■ WHAT IS REQUIRED ■
Copy out the final stretch of the listing: the line that contains "Where can you see the pile" and all lines after it, exactly as they appear.

>> Start GIVEN DATA

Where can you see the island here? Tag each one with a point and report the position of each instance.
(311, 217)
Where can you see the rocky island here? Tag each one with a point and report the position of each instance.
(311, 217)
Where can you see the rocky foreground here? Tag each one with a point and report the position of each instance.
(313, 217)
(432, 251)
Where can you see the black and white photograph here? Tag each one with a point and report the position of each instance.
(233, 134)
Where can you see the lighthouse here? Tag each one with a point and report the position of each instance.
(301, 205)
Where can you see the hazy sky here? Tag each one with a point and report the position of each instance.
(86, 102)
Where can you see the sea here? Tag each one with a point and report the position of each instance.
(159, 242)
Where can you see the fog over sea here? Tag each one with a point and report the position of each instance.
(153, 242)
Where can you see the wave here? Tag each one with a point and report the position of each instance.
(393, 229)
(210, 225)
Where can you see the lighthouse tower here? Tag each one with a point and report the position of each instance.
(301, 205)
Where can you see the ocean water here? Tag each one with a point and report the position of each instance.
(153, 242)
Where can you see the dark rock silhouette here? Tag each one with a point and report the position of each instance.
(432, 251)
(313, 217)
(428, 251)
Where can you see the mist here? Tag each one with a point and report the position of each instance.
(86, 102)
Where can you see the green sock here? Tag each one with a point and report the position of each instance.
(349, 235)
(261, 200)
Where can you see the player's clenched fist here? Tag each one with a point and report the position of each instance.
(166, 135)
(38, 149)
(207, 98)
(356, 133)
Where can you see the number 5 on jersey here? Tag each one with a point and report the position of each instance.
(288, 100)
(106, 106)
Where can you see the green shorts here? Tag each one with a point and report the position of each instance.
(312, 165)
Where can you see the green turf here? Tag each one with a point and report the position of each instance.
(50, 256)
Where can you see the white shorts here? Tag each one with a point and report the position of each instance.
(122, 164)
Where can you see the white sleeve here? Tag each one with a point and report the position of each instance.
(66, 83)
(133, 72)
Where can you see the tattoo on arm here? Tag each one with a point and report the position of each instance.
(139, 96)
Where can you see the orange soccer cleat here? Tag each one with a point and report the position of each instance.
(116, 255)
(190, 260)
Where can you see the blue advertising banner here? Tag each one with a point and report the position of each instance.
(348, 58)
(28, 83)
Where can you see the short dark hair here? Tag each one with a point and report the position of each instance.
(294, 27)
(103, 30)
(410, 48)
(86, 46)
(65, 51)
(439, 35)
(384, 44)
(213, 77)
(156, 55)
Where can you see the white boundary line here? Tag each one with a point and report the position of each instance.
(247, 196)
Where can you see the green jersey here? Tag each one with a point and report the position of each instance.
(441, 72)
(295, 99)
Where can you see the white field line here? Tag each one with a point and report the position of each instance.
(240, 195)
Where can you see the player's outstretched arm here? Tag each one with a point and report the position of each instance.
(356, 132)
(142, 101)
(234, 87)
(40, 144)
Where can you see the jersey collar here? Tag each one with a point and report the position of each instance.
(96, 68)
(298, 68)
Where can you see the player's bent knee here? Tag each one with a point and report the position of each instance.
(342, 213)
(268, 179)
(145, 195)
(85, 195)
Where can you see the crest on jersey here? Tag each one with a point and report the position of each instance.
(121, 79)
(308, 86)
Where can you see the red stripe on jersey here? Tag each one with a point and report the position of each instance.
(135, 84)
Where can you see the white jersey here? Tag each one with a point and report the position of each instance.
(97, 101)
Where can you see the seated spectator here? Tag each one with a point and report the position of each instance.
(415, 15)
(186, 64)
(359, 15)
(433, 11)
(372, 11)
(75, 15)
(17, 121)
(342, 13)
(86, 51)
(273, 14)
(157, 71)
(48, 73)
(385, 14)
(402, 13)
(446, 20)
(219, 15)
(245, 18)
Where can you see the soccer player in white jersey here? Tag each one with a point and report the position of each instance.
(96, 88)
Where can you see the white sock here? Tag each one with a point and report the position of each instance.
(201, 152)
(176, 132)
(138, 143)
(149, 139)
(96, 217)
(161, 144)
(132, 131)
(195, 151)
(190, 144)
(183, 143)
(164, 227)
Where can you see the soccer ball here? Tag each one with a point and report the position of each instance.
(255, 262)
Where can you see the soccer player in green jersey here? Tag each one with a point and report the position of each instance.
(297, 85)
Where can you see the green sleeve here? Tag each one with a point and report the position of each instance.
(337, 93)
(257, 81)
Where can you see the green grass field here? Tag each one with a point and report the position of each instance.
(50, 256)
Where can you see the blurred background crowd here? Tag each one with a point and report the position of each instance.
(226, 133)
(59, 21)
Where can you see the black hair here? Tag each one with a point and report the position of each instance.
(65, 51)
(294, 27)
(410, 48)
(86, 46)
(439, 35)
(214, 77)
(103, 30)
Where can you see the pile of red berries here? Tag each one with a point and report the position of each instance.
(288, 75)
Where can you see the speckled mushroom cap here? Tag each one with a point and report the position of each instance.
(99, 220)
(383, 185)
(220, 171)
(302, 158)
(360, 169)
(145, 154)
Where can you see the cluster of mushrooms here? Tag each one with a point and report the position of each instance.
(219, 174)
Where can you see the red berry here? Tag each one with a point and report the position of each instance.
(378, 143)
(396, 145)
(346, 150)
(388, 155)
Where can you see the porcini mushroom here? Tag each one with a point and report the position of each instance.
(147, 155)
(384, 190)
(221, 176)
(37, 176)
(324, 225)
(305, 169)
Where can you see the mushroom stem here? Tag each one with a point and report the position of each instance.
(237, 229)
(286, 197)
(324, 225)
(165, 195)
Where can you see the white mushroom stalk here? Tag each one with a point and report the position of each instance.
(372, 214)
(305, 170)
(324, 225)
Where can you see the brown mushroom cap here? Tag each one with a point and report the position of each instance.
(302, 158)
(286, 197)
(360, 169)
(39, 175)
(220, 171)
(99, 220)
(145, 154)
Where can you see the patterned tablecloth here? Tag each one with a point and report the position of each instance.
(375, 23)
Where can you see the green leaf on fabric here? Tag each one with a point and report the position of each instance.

>> End GIVEN DATA

■ RESULT FOR THIS EXERCISE ■
Where can you see the pile of red berries here? Tag each one with a point and report the position of each instance.
(288, 75)
Where can you see the speckled mushroom cap here? Tag each one with a point and report the position of each instance.
(99, 220)
(383, 185)
(220, 171)
(302, 158)
(360, 169)
(145, 154)
Where can you see the cluster of mushrooms here? Tag each one with a point and report the position of each instance.
(219, 174)
Where can you see the red berry here? Tag each one with a point and report the position of each instance.
(378, 143)
(396, 145)
(346, 150)
(388, 155)
Where can you see the porcini mushroom here? Tag each one with a point and report the position of each instance.
(147, 155)
(384, 190)
(221, 176)
(37, 176)
(324, 225)
(305, 169)
Where can you see the mushroom stem here? Tag each one with a point and report the position of each instance.
(237, 229)
(286, 197)
(324, 225)
(165, 195)
Where can you see the white mushroom stalk here? Tag each one with a point and report the position of each instance.
(372, 214)
(305, 170)
(324, 225)
Where can you see the brown mushroom cap here? Tag each one with a point and report the position of each instance.
(302, 158)
(286, 197)
(360, 169)
(39, 175)
(220, 171)
(99, 220)
(145, 154)
Where can you see the patterned tablecloth here? Tag each one with a point and report the position of each instance.
(375, 23)
Where can you see the green leaf on fabric here? Tag each one with a point and report the position of each instance.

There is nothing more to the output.